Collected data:

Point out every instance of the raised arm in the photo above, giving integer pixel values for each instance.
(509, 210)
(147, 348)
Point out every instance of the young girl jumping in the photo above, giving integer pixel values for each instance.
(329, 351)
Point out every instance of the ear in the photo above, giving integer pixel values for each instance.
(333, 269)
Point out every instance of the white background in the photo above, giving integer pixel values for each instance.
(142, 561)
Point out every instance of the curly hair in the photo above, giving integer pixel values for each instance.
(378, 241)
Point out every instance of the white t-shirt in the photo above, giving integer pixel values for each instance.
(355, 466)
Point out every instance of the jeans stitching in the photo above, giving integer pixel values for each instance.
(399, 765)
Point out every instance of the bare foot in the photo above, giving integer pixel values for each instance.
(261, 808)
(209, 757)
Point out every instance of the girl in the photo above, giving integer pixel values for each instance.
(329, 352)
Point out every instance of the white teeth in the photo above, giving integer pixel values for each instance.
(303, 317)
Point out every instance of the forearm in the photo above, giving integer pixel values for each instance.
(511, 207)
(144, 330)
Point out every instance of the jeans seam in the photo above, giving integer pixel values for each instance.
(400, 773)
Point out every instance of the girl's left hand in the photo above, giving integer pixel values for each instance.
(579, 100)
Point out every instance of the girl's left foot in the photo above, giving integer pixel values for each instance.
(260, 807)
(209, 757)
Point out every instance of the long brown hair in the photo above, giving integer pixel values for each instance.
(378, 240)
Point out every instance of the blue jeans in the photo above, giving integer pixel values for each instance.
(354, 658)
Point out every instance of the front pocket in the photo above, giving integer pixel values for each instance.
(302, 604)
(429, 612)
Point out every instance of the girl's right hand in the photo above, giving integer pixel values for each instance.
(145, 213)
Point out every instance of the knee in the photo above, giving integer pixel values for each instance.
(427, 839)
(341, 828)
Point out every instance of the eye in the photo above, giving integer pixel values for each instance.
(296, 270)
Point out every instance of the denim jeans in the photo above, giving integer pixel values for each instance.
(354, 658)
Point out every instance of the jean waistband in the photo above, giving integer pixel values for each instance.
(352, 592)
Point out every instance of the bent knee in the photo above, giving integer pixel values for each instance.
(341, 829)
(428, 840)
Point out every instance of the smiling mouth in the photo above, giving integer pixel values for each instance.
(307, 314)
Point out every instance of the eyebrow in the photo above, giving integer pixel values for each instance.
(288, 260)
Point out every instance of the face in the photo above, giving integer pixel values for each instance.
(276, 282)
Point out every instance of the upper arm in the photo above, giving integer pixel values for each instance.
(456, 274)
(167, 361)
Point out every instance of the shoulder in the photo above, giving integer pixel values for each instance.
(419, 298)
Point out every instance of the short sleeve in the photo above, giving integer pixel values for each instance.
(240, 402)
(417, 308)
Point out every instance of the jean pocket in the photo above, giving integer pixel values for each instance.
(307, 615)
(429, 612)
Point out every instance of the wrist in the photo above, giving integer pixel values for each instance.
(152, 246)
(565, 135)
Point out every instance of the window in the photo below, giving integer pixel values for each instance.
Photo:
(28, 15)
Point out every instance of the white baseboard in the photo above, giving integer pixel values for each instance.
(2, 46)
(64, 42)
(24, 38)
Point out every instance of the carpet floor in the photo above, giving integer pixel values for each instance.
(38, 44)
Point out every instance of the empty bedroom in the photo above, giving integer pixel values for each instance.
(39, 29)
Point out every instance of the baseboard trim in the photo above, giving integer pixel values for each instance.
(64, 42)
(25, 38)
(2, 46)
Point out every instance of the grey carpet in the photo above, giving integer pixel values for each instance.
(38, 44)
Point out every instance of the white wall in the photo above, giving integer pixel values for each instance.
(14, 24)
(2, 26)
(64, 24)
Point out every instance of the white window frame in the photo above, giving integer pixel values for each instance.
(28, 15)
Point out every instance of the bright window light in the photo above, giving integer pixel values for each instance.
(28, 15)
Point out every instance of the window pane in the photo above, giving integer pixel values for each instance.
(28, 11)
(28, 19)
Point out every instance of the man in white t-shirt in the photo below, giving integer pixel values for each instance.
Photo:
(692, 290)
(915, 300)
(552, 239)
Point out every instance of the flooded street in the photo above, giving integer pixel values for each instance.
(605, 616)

Task prompt:
Return all of the entries above line for line, without changing anything.

Result for this exercise:
Point out every instance of the raised arm in the photo above, giving integer pixel values for each instance.
(509, 210)
(147, 348)
Point out every instance of the young girl jumping in the photo above, giving integer pixel values for each instance.
(329, 351)
Point out every instance of the ear in the photo above, giving integer pixel values for each instance.
(333, 269)
Point out every instance of the white background in the photo above, giving integer pixel values for each instance.
(142, 561)
Point out every instance of the curly hair in the photo above, giving integer pixel values for each instance.
(378, 241)
Point out every instance of the white t-shirt in the photo above, giving integer pixel values for each instance.
(355, 466)
Point out every instance of the jeans stitching in the photo above, giving integer pixel values for each instance.
(399, 765)
Point out every instance of the bare foot in the photo above, giving integer pixel values for each instance.
(261, 808)
(209, 757)
Point out every instance of the girl in the photo above, giving integer pixel values for each instance.
(329, 352)
Point out every instance of the white teeth in the photo above, giving integer pixel values for each instance.
(303, 317)
Point out every instance of the forearm in the photo above, giving integer pixel values for each instance.
(511, 207)
(144, 330)
Point out every instance of the jeans seam in the photo above, giving integer pixel values for each instance.
(400, 773)
Point out every instance of the girl's left hand in the photo above, giving integer pixel values for each instance.
(579, 100)
Point out every instance of the girl's left foot in the photo above, giving integer pixel values for each instance.
(260, 807)
(209, 757)
Point out every instance of the long brown hair in the photo above, giving integer pixel values for each instance.
(378, 240)
Point out every instance of the blue jeans in the photo above, giving integer pixel values for each instance.
(354, 658)
Point out every instance of the front pocket in the photo above, giving integer pixel values for each instance.
(302, 604)
(429, 612)
Point out every instance of the girl's right hand in the photo above, giving integer pixel values for each instance.
(145, 213)
Point out every instance of the knee in the photo above, giving integer pixel values for each instance.
(427, 839)
(341, 828)
Point out every instance of the eye in the photo above, giving integer pixel values for each instance.
(296, 270)
Point out every instance of the denim jeans in the photo above, giving integer pixel values for each instance.
(354, 658)
Point out every instance of the jean waistband in the photo above, giving integer pixel values for each instance.
(352, 592)
Point out every instance of the bent knee in the photo above, giving integer pixel values for each instance.
(341, 829)
(428, 840)
Point out every instance of the smiling mouth in the photo above, giving integer pixel values for each instance.
(307, 314)
Point out every instance of the eyebrow in the photo above, giving integer pixel values for each instance.
(288, 260)
Point out every instance of the face in the photo above, giving integer pixel values for each instance.
(276, 282)
Point out every instance of the upper arm in the photo above, giving integer pixel values for each instance.
(456, 274)
(167, 361)
Point out every instance of the shoulder in the photo above, giving integer pixel values for each instance.
(419, 298)
Point out every instance of the short sleeve in the photo above, giving integer pixel values for each instance.
(240, 402)
(417, 308)
Point out every instance of the jean pocket in the photo above, giving integer pixel values for each instance.
(307, 615)
(429, 612)
Point out every instance of the wrist in the photo above, giving integer pixel values for each instance.
(152, 246)
(565, 135)
Point out every instance of the window in the photo below, giving integer pixel values for each instance.
Photo:
(28, 15)
Point out every instance of the white baseboard in the photo above, giving integer pixel values for each instance.
(2, 46)
(64, 42)
(24, 38)
Point out every instance of the carpet floor in the photo above, giving integer pixel values for each instance.
(38, 44)
Point out every instance of the empty bedroom in the photo above, giving integer pixel values for each instance.
(39, 29)
Point out every instance of the baseboard trim in the photo above, giving integer pixel values for each instance.
(64, 42)
(25, 38)
(2, 46)
Point out every instance of the grey carpet in the photo above, giving integer pixel values for each instance.
(38, 44)
Point out every instance of the white wall in the photo above, giving integer pixel values for each instance.
(14, 24)
(2, 26)
(64, 24)
Point out every instance of the white window frame in the photo above, giving integer pixel values for each instance.
(28, 15)
Point out every instance of the bright window light in the photo above, giving integer pixel values for each instance.
(28, 15)
Point out every instance of the window pane in the photo above, giving integer pixel values for each instance.
(28, 11)
(28, 19)
Point out every instance of the man in white t-shirt in the photo below, giving integer pixel values for each instance.
Photo:
(692, 290)
(915, 300)
(552, 239)
Point out every instance of the flooded street in the photo above, giving integer pixel values for each instance.
(605, 616)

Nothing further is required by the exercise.